- Brief: Exactly the lines from the one with "Target: asphalt road" through the end of the material are to be output, both included, with no other text.

━━━ Data

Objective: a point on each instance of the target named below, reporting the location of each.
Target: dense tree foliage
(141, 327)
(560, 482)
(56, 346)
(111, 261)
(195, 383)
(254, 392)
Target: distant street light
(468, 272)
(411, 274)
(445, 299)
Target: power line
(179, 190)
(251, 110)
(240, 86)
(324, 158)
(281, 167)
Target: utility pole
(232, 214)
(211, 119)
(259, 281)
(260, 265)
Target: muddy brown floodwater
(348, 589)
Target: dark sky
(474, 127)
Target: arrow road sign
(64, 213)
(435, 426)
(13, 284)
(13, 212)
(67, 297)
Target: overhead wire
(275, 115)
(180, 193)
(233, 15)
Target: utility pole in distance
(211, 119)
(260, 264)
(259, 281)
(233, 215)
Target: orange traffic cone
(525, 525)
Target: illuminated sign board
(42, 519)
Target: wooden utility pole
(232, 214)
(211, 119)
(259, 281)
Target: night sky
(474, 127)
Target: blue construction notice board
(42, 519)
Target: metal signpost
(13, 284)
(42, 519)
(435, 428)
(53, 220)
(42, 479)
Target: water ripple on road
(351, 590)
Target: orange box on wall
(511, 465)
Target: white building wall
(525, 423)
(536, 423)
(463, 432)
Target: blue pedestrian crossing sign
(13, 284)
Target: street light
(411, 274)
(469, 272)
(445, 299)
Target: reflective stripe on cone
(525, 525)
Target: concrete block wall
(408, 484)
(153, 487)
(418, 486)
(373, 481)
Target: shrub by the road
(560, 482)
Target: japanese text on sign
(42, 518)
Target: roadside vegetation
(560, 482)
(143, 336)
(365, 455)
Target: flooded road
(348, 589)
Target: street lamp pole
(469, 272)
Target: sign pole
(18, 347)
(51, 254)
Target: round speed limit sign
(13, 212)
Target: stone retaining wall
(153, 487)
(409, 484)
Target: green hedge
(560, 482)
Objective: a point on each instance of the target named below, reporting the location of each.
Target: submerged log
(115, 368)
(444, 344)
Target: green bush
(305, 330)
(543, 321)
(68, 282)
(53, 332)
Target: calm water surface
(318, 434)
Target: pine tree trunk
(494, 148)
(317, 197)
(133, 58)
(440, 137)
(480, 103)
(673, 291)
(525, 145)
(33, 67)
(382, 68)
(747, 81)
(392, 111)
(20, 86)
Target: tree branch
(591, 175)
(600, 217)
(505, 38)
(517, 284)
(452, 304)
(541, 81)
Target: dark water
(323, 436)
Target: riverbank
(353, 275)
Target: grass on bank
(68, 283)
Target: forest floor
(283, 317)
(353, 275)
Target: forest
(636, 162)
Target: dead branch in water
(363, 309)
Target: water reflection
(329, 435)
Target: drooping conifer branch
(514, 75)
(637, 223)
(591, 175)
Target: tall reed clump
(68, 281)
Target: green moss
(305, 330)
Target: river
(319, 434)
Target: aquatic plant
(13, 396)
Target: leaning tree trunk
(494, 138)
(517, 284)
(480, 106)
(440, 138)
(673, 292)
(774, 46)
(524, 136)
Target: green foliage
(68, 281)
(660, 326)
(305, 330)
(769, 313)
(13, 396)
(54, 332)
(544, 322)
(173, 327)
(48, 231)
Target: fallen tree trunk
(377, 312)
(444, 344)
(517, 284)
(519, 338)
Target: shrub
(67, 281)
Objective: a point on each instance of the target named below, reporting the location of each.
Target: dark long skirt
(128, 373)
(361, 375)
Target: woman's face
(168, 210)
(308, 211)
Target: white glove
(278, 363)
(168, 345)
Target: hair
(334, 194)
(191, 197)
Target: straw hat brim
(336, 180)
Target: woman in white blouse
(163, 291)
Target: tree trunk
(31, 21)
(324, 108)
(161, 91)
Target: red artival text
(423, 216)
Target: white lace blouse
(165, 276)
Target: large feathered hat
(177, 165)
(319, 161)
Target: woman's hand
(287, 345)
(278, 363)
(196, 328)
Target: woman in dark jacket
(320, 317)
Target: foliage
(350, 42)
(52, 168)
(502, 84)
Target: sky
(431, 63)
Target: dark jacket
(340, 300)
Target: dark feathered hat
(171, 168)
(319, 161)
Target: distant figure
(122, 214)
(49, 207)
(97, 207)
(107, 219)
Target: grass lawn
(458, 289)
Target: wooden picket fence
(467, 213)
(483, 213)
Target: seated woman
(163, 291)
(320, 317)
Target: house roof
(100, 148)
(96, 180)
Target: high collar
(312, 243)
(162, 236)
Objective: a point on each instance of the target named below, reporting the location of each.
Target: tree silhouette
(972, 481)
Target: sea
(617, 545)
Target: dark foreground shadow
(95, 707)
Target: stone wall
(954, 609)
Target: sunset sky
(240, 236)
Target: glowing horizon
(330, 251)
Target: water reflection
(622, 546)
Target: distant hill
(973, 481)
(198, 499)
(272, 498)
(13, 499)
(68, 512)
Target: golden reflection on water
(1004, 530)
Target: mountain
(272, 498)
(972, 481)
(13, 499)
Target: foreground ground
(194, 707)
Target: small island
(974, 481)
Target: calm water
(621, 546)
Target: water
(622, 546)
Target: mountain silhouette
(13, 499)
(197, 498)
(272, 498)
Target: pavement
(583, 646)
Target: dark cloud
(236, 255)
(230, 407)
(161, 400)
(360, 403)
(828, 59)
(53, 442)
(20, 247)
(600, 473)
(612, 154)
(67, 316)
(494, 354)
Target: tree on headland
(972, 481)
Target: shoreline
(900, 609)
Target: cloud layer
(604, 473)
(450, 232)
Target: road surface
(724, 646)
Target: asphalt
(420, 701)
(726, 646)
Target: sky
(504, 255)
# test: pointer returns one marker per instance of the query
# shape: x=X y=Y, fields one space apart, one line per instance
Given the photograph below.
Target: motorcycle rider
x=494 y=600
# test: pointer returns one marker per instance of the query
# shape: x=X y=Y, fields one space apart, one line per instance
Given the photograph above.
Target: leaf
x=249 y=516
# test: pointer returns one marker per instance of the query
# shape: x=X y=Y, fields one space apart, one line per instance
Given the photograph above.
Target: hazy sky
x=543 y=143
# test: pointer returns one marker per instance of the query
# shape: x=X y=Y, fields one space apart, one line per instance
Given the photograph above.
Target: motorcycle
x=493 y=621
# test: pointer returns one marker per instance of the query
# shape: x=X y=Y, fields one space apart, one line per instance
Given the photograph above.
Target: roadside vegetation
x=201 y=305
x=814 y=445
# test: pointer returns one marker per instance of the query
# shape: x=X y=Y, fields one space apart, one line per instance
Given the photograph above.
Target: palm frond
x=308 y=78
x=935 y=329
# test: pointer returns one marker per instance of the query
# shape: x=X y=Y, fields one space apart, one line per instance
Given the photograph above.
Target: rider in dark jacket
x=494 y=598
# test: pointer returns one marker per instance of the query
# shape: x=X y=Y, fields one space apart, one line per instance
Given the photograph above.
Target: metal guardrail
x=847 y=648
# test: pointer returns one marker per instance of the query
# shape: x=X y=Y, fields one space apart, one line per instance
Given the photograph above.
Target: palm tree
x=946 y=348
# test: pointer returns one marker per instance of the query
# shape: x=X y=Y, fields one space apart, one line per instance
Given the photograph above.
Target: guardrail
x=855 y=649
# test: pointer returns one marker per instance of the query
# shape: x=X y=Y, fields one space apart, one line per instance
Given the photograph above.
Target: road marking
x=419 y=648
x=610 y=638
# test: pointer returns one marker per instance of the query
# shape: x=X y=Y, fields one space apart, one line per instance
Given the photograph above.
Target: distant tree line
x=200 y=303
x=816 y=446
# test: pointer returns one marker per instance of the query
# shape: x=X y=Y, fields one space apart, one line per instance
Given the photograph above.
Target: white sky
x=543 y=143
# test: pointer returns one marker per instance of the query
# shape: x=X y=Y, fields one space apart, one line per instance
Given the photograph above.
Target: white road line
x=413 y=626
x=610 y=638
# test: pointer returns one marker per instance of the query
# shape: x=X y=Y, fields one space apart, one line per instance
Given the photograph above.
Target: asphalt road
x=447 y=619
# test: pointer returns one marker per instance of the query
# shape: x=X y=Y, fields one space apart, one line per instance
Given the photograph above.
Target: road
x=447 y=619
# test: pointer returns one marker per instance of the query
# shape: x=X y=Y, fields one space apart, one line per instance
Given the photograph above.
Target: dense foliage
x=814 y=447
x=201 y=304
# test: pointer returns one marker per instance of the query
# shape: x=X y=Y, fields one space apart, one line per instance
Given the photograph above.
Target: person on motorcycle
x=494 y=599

━━━━━━

- Result for this task:
Target: asphalt road
x=447 y=619
# test: pointer returns one marker per instance of the query
# shape: x=X y=Y, fields one space apart, one line per instance
Given the photograph above.
Target: road
x=447 y=619
# test: pointer returns one marker per instance of the query
# shape: x=X y=Y, fields one space apart, one line per instance
Given the photograph above.
Target: dense foliage
x=814 y=447
x=201 y=304
# test: pointer returns one marker per instance of the query
# shape: x=X y=Y, fields one space apart, one line per instance
Given the photograph above.
Target: person on motorcycle
x=494 y=599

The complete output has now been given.